GIVEN EXERCISE ▸ Lay out the data below as a Markdown table with the columns Row and Line. Give each line its own numbered row and leave out blank lines.

THE RECORDS ▸
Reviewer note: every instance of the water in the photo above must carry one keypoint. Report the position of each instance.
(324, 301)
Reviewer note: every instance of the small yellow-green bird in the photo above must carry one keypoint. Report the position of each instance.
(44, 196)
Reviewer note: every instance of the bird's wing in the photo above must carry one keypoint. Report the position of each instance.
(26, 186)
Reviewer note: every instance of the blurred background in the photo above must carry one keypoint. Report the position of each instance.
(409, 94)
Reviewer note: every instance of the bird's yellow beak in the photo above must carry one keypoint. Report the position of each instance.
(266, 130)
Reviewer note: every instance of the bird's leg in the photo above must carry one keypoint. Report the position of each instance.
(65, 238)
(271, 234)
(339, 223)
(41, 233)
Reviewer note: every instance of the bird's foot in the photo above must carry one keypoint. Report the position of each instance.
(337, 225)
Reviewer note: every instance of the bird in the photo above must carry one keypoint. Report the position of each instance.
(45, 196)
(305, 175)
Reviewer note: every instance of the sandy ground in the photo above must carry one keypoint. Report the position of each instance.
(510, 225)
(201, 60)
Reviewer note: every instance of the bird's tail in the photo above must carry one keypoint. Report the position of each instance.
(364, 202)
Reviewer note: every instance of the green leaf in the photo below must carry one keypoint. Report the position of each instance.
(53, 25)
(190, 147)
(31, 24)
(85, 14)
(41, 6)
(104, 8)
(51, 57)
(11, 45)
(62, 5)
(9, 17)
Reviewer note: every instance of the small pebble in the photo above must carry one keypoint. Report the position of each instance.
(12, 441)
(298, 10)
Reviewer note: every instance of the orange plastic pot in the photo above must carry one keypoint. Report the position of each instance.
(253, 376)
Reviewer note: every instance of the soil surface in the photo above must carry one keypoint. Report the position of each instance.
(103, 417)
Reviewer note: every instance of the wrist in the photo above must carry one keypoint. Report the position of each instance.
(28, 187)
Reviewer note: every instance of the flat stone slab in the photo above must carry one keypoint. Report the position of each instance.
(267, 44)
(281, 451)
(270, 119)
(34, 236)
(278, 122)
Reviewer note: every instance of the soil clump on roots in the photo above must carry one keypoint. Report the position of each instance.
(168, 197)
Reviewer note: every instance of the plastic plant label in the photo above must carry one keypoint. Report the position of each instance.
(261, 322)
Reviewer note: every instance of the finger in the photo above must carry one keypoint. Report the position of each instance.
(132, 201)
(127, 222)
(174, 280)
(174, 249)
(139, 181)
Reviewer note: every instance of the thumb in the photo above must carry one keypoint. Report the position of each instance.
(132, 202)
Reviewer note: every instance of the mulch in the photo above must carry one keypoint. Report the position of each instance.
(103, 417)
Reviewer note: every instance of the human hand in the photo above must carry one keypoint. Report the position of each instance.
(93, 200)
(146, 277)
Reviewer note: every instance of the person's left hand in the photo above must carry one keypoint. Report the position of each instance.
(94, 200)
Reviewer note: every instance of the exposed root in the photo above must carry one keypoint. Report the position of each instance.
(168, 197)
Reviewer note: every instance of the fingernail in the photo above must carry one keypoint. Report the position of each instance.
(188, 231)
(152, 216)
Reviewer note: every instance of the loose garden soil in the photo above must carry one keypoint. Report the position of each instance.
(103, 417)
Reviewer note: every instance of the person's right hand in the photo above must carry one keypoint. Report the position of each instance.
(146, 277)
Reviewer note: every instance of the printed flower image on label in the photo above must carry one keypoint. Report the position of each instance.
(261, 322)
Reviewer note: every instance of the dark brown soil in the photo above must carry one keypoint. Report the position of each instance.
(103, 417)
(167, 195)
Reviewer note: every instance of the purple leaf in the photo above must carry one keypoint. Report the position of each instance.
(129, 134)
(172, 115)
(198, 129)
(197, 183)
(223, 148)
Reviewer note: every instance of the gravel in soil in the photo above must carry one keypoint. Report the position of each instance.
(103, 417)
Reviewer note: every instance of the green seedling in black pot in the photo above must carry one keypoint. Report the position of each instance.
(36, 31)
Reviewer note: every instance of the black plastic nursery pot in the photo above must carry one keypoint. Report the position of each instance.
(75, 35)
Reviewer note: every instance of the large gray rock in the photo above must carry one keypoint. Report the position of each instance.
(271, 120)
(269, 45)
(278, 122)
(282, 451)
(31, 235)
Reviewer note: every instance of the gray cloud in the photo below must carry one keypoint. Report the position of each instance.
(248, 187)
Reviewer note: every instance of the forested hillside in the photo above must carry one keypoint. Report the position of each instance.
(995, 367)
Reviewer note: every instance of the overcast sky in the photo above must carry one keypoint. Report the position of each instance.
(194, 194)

FULL OUTPUT ▸
| Row | Line |
|---|---|
| 1 | Reviewer note: every instance of the water in the photo above must carry one keypoint. Report the position of each instance. |
| 2 | (324, 301) |
| 3 | Reviewer note: every instance of the small yellow-green bird in the photo above must carry one keypoint. Report the position of each instance. |
| 4 | (44, 196) |
| 5 | Reviewer note: every instance of the bird's wing in the photo above must carry one keypoint. Report the position of each instance. |
| 6 | (26, 186) |
| 7 | Reviewer note: every instance of the blurred background in the photo above must carry one keypoint. Report the position of each instance. |
| 8 | (409, 94) |
| 9 | Reviewer note: every instance of the bird's yellow beak in the photo above must carry one keypoint. Report the position of each instance. |
| 10 | (266, 130) |
| 11 | Reviewer note: every instance of the bird's leg in the photo above must carry one keypoint. Report the position of each instance. |
| 12 | (65, 238) |
| 13 | (271, 234) |
| 14 | (339, 223) |
| 15 | (41, 233) |
| 16 | Reviewer note: every instance of the bird's foot in the photo above must carry one keypoint. Report the position of each instance. |
| 17 | (337, 225) |
| 18 | Reviewer note: every instance of the bird in the photo above must carry one keypoint. Report the position of each instance. |
| 19 | (45, 196) |
| 20 | (305, 175) |
| 21 | Reviewer note: every instance of the sandy ground in the photo above must carry one keypoint. Report the position of each instance. |
| 22 | (510, 225) |
| 23 | (201, 60) |
| 24 | Reviewer note: every instance of the bird's tail in the photo above must carry one keypoint. Report the position of each instance. |
| 25 | (364, 202) |
| 26 | Reviewer note: every instance of the green leaf in the photo below must carry one keypoint. Report the position of each instance. |
| 27 | (53, 25) |
| 28 | (190, 147) |
| 29 | (31, 24) |
| 30 | (85, 14) |
| 31 | (41, 6) |
| 32 | (104, 8) |
| 33 | (51, 57) |
| 34 | (11, 45) |
| 35 | (62, 5) |
| 36 | (9, 17) |
| 37 | Reviewer note: every instance of the small pebble in the photo above must carry one keypoint. Report the position of each instance. |
| 38 | (12, 441) |
| 39 | (298, 10) |
| 40 | Reviewer note: every instance of the orange plastic pot in the photo above must carry one keypoint. Report the position of each instance. |
| 41 | (253, 376) |
| 42 | Reviewer note: every instance of the soil surface in the photo above must carry one keypoint. Report the position of each instance. |
| 43 | (103, 417) |
| 44 | Reviewer note: every instance of the wrist in the photo above must carry one keypoint. Report the position of each instance. |
| 45 | (28, 187) |
| 46 | Reviewer note: every instance of the flat stone slab in the photo above must carry one keypoint. Report the position of each instance. |
| 47 | (267, 44) |
| 48 | (281, 451) |
| 49 | (270, 119) |
| 50 | (34, 236) |
| 51 | (278, 122) |
| 52 | Reviewer note: every instance of the soil clump on roots in the photo above must carry one keypoint. Report the position of each instance. |
| 53 | (168, 197) |
| 54 | Reviewer note: every instance of the plastic plant label in the photo above must carry one keypoint. Report the position of each instance. |
| 55 | (261, 322) |
| 56 | Reviewer note: every instance of the finger in the photo above must carry one keypoint. Report the position of each instance. |
| 57 | (132, 201) |
| 58 | (127, 222) |
| 59 | (174, 280) |
| 60 | (174, 249) |
| 61 | (139, 181) |
| 62 | Reviewer note: every instance of the thumb in the photo above must carry one keypoint. Report the position of each instance. |
| 63 | (132, 202) |
| 64 | Reviewer note: every instance of the mulch in the photo above must carry one keypoint. Report the position of each instance. |
| 65 | (103, 417) |
| 66 | Reviewer note: every instance of the human hand in the photo above must carry one keypoint. Report the position of each instance. |
| 67 | (93, 200) |
| 68 | (146, 277) |
| 69 | Reviewer note: every instance of the person's left hand in the photo above must carry one keypoint. Report the position of each instance. |
| 70 | (94, 200) |
| 71 | Reviewer note: every instance of the exposed root in the photo above must carry one keypoint. Report the position of each instance. |
| 72 | (168, 197) |
| 73 | Reviewer note: every instance of the fingernail in the photo above must carry one keypoint. Report the position of each instance. |
| 74 | (188, 231) |
| 75 | (152, 216) |
| 76 | Reviewer note: every instance of the loose garden soil in the photo above must carry one keypoint. Report the position of each instance. |
| 77 | (103, 417) |
| 78 | Reviewer note: every instance of the person's right hand in the photo above must carry one keypoint. Report the position of each instance. |
| 79 | (146, 277) |
| 80 | Reviewer note: every instance of the printed flower image on label in the photo above must carry one keypoint. Report the position of each instance. |
| 81 | (261, 322) |
| 82 | Reviewer note: every instance of the dark brown soil in the photo above must carry one keypoint. Report the position of each instance. |
| 83 | (103, 417) |
| 84 | (167, 195) |
| 85 | Reviewer note: every instance of the purple leaf in the photo above must carry one keypoint. Report the position of each instance. |
| 86 | (129, 134) |
| 87 | (172, 115) |
| 88 | (198, 129) |
| 89 | (197, 183) |
| 90 | (223, 148) |
| 91 | Reviewer note: every instance of the gravel in soil in the photo above must carry one keypoint. Report the position of each instance. |
| 92 | (103, 417) |
| 93 | Reviewer note: every instance of the green seedling in black pot in the photo above must carry one keypoint. Report the position of each instance. |
| 94 | (36, 31) |
| 95 | Reviewer note: every instance of the black plastic nursery pot in the photo above must carry one keypoint. Report the position of each instance. |
| 96 | (75, 35) |
| 97 | Reviewer note: every instance of the large gray rock in the photo above must carry one keypoint. Report the position of each instance. |
| 98 | (271, 120) |
| 99 | (269, 45) |
| 100 | (278, 122) |
| 101 | (282, 451) |
| 102 | (31, 235) |
| 103 | Reviewer note: every instance of the gray cloud in the photo below must carry one keypoint. Report the position of each instance. |
| 104 | (248, 187) |
| 105 | Reviewer note: every instance of the forested hillside in the photo above must carry one keypoint. Report the position of each instance. |
| 106 | (995, 367) |
| 107 | Reviewer note: every instance of the overcast sky in the photo above must carry one keypoint. Report the position of each instance. |
| 108 | (194, 194) |